▸ **TASKS**:
A - Please list every distinct term in the OPeNDAP page that begins with the prefix "wcs:".
B - Tally the lines of the records that contain the string "brown", matching case exactly, and give only the number.

2009 IPT Meeting

Project: OPeNDAP Add Project Title Here

The OPeNDAP component of IOOS... Add Project Description

Many of the data providers in the DIF are already providing OPeNDAP services (either with OPeNDAP software or other software). Layering primary IOOS services through the existing OPeNDAP infrastructure will allow for quicker adoption and deployment of thoses services within the community.

Current Status

MIlestones

• Prototype OPeNDAP WCS service developed.
• Progress made on ontology development, semantic inferencing/mapping.

Challeneges

WCS

GetCapabilities: Semantic Mapping and Aggregation

The OGC GetCapabilites response returns (among other things) a listing of the Coverages available from the service. Providing this listing for an OPeNDAP server presents a couple of challenges:

Identifying which DAP data sets represent wcs:Coverages and mapping their metadata into wcs:CoverageDescription and wcs:CoverageSummary elements

In our prototype service we have isolated this activity through a programming API and temporarily implemented it to use user developed wcs:CoverageDescriptions stored on the local filesystem. These are connected to data sets available on the server via their ID's. We are developing a semantic web engine that will ingest RDF representations of the DAP data sets that conform to the CF-1.0 convention and using OWL inferencing and semantic query languages to map these representations into wcs:CoverageDescriptions for the data sets. This will allow the server to "discover" and generate it's own list o WCS Coverage holdings.

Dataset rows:
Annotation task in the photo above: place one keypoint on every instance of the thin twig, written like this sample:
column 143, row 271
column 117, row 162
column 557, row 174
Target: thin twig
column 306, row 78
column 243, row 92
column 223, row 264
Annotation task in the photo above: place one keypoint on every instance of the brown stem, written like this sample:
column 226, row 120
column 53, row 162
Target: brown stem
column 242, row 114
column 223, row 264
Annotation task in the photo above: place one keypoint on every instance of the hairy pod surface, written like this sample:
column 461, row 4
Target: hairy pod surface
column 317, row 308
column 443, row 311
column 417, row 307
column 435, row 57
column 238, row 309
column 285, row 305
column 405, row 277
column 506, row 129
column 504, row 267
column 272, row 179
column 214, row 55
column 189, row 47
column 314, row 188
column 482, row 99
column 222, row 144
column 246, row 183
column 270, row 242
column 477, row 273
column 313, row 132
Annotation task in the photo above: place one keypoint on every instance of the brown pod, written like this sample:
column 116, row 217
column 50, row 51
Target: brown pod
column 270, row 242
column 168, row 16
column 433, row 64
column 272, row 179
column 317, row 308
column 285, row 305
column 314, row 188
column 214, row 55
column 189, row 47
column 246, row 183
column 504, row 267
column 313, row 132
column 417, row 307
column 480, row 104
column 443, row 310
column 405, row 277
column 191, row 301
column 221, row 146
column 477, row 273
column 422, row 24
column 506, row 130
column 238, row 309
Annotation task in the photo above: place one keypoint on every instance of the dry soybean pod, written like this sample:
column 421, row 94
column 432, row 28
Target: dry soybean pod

==

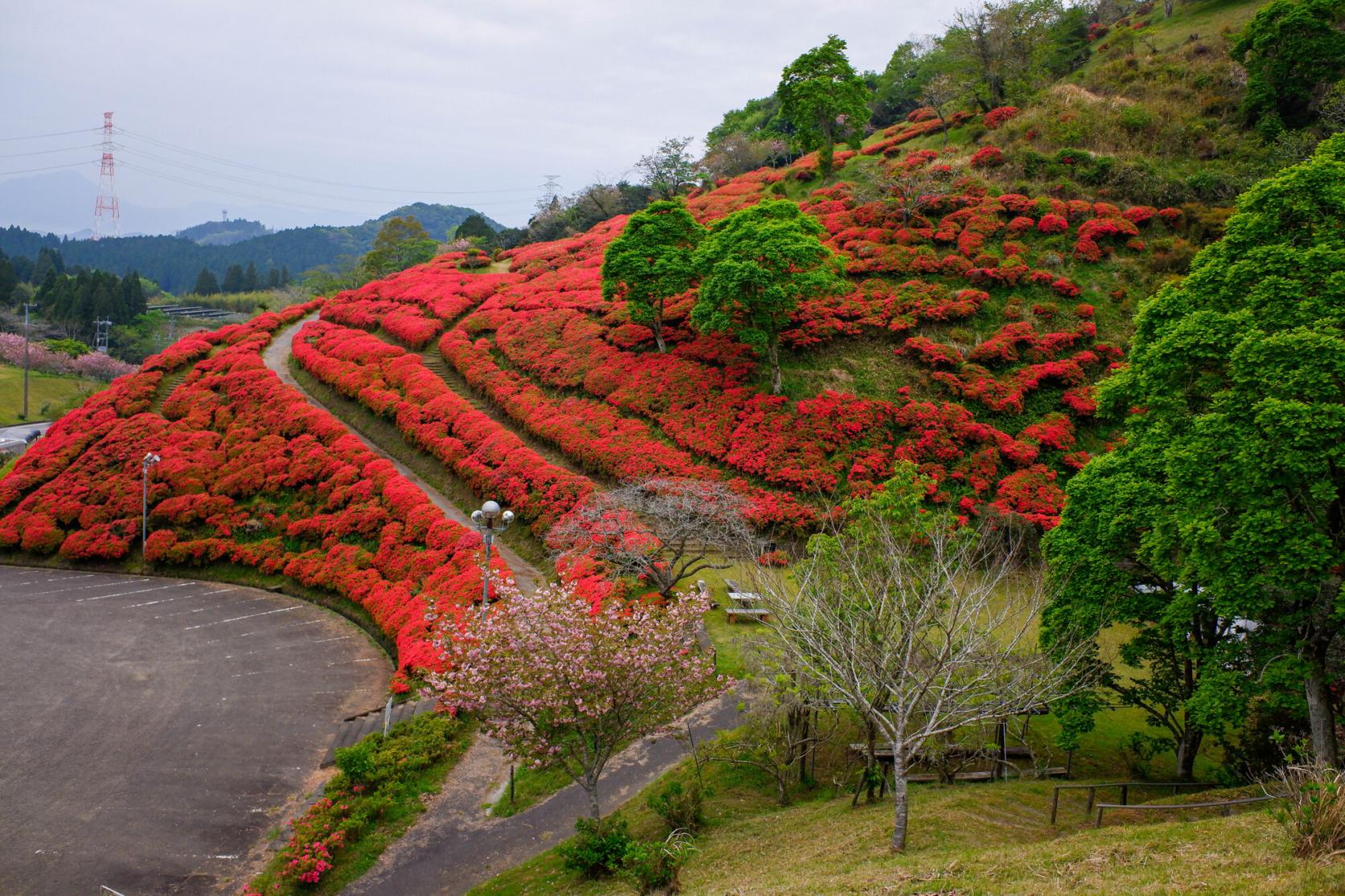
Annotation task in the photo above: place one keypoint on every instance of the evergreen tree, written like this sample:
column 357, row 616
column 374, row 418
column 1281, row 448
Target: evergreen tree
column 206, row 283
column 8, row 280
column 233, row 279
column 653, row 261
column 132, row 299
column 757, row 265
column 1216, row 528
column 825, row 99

--

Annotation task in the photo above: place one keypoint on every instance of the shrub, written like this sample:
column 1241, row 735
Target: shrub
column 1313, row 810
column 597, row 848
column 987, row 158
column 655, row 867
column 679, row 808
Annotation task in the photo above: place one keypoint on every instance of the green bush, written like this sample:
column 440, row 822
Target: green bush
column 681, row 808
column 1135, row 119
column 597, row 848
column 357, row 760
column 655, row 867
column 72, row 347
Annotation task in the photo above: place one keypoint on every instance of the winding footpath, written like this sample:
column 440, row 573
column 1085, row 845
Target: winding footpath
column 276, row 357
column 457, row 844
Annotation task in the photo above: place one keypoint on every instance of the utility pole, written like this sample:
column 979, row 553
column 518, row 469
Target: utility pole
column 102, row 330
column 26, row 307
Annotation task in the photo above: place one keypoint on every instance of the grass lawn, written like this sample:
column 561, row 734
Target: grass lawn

▸ **RESULTS OF THE EXERCISE**:
A -
wcs:Coverages
wcs:CoverageDescription
wcs:CoverageSummary
wcs:CoverageDescriptions

B - 4